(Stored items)

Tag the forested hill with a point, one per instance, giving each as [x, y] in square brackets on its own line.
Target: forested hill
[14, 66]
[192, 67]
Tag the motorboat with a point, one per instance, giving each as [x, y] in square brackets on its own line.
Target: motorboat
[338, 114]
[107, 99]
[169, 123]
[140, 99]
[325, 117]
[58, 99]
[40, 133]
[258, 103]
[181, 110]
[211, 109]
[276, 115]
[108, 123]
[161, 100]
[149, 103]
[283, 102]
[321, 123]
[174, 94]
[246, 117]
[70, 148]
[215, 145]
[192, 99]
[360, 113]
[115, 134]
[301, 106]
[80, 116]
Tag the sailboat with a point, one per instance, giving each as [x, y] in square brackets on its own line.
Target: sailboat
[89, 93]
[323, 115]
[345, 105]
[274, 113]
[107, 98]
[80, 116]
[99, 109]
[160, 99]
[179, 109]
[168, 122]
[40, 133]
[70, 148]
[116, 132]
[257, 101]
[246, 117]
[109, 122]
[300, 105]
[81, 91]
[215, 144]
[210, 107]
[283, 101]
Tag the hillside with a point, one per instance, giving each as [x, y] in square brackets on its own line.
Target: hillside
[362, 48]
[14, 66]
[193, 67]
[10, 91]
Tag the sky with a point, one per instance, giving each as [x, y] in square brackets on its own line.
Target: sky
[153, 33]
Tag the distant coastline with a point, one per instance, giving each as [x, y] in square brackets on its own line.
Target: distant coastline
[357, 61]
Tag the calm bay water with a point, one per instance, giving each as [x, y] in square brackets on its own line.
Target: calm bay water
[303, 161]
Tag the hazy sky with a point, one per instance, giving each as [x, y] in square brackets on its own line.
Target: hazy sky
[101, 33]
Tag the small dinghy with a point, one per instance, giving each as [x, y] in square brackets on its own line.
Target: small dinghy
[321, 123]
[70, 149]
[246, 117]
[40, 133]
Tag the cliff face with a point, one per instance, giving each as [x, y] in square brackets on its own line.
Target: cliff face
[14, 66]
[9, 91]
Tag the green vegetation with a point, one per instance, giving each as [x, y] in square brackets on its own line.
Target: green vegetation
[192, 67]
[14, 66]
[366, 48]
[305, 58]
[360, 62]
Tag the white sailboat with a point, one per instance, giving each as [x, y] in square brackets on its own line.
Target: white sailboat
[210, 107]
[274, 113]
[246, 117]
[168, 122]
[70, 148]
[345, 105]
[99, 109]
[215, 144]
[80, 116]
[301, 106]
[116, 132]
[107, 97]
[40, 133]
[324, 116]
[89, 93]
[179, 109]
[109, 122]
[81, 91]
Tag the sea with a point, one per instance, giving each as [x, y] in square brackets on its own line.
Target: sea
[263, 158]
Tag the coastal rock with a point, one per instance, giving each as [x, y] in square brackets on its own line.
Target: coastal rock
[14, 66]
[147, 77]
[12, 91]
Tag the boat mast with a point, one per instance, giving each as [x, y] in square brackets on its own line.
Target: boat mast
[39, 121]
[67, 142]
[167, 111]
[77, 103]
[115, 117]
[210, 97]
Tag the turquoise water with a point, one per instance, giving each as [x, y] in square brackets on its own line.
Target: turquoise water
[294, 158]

REQUIREMENT:
Your output should consist solely of the lines from the beginning of the entries through the line containing "Tag the hillside", reproduced exactly.

SOLVED EXERCISE:
Tag the forested hill with a point, one per instance, giving each as [x, y] in square brackets on its own line.
Target: forested hill
[14, 66]
[192, 67]
Tag the motorboat with a point, one per instance, giving each as [x, y] in square brackets on its own line.
Target: motorboat
[338, 114]
[107, 99]
[169, 123]
[140, 99]
[325, 117]
[58, 99]
[40, 133]
[258, 103]
[181, 110]
[211, 109]
[276, 115]
[108, 123]
[161, 100]
[149, 103]
[283, 102]
[321, 123]
[174, 94]
[246, 117]
[70, 148]
[215, 145]
[192, 99]
[360, 113]
[115, 134]
[301, 106]
[80, 116]
Tag the sailboat with a point, one per instance, giving each as [x, y] in square brackets on its own line.
Target: sailboat
[89, 93]
[323, 115]
[345, 105]
[274, 113]
[107, 98]
[80, 116]
[99, 109]
[160, 99]
[179, 109]
[168, 122]
[40, 133]
[70, 148]
[116, 132]
[257, 101]
[246, 117]
[109, 122]
[300, 105]
[81, 91]
[215, 144]
[210, 107]
[283, 101]
Tag the hillside with a point, one per instance, giving each as [x, y] in square brackets on its own line.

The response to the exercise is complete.